— start ROWS —

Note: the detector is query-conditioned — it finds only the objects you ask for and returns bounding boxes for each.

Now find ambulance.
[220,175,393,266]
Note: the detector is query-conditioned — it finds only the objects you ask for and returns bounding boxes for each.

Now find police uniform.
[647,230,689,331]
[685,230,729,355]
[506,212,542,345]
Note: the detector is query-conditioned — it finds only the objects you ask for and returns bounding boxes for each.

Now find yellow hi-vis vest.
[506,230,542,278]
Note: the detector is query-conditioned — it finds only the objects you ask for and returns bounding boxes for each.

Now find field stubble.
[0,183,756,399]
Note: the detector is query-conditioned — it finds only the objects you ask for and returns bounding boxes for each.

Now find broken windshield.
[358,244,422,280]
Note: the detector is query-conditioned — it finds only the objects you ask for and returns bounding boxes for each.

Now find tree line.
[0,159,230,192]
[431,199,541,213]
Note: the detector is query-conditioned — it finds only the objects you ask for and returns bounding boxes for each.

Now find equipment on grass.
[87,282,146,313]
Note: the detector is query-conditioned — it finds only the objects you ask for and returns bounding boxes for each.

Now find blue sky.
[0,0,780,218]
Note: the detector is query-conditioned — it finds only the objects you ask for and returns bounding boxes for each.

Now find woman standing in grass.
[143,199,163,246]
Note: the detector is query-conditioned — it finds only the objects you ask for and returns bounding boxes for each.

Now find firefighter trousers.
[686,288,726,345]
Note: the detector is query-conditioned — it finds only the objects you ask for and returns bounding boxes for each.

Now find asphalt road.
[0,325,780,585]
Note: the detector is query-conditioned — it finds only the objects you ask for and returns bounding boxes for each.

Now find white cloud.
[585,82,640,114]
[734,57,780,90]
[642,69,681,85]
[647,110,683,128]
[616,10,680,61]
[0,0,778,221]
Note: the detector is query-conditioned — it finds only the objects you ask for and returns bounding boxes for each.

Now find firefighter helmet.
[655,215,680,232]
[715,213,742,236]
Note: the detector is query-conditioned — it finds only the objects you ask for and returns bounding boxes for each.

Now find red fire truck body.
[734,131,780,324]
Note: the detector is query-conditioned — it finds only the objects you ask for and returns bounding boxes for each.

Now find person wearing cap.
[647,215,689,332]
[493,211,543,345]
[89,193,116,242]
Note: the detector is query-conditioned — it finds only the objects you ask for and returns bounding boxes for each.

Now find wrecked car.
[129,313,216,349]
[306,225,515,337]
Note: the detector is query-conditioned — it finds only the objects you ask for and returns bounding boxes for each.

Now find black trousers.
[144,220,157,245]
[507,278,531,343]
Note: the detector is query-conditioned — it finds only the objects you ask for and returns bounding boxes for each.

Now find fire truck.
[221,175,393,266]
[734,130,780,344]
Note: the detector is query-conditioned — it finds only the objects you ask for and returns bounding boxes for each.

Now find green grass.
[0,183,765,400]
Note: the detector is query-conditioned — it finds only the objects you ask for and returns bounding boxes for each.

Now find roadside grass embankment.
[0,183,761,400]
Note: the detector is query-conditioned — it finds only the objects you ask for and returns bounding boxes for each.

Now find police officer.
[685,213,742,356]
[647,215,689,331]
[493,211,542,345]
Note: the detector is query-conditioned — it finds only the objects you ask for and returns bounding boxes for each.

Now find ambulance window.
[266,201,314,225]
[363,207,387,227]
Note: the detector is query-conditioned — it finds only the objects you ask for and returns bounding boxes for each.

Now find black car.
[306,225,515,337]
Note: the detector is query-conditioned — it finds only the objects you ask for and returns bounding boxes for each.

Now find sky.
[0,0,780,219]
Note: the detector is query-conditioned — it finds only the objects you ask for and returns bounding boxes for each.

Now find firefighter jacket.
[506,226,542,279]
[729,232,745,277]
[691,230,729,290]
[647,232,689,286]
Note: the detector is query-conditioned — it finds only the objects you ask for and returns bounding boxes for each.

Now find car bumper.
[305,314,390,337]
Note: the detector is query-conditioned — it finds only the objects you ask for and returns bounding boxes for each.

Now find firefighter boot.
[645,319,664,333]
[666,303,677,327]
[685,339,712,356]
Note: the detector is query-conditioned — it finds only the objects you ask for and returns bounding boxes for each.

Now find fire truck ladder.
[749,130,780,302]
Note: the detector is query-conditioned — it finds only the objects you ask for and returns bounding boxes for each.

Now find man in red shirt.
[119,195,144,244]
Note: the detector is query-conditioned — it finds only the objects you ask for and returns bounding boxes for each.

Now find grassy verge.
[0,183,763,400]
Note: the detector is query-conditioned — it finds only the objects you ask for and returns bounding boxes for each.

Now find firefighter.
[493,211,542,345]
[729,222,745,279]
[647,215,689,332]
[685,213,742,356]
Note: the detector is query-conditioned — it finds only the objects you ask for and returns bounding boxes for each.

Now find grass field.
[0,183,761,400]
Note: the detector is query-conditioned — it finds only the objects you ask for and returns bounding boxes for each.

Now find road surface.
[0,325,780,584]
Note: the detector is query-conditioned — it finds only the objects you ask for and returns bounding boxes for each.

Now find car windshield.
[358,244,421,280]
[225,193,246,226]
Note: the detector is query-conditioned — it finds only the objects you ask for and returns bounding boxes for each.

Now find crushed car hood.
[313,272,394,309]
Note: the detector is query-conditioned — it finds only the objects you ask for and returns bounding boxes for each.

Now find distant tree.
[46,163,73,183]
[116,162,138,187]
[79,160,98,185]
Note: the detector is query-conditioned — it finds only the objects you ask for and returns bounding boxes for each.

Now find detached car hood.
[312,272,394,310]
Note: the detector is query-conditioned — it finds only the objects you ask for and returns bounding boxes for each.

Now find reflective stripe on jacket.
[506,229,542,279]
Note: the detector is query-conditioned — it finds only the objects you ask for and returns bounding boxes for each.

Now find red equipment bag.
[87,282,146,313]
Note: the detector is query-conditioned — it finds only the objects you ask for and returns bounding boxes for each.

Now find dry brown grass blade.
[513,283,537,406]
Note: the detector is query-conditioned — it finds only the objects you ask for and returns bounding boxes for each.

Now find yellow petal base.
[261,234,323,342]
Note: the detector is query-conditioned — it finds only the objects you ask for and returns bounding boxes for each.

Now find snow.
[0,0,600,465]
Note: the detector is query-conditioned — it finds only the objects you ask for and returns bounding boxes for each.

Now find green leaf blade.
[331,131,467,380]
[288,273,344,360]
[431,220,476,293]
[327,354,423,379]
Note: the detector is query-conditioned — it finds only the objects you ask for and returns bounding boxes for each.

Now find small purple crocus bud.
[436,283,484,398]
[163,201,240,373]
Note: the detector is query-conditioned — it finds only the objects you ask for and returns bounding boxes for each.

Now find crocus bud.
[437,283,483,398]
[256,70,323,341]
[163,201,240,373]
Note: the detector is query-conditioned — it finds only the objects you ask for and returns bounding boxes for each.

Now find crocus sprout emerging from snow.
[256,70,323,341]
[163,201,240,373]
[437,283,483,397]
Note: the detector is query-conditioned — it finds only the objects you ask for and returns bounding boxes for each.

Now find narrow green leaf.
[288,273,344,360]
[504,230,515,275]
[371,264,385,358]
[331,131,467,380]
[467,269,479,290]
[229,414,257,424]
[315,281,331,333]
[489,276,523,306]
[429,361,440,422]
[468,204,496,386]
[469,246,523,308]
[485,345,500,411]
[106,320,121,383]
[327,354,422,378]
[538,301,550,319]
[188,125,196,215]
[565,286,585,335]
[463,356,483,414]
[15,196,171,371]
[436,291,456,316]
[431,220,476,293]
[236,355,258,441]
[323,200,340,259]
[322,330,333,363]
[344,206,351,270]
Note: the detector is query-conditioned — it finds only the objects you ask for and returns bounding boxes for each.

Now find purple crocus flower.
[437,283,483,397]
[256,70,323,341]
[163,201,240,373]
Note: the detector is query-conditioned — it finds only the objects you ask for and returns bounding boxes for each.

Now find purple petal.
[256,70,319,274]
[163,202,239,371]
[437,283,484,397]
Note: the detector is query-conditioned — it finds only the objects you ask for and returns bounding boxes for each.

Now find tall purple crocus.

— end ROWS —

Rescale the part of the listing that opens with its first line and closes with the line containing "[506,230,542,278]", both ends included, and give only those lines. Repeat every line as it stands, requests too, but multiply each bounding-box coordinate by 0.45 and round it to a whole number, rounding halves up.

Note: the detector is query-conditioned — it finds only the objects you ask for and returns bounding boxes for each.

Now find ambulance.
[99,79,177,120]
Note: the detector is query-conditioned — it finds only the objects you ask for and returns bounding boxes for each.

Now find police uniform.
[291,104,310,149]
[308,104,328,160]
[228,95,244,155]
Note: the detector is query-conditioned — it finds only the objects you ask for and returns bounding boxes for each.

Now find yellow hi-vis vest.
[228,104,244,125]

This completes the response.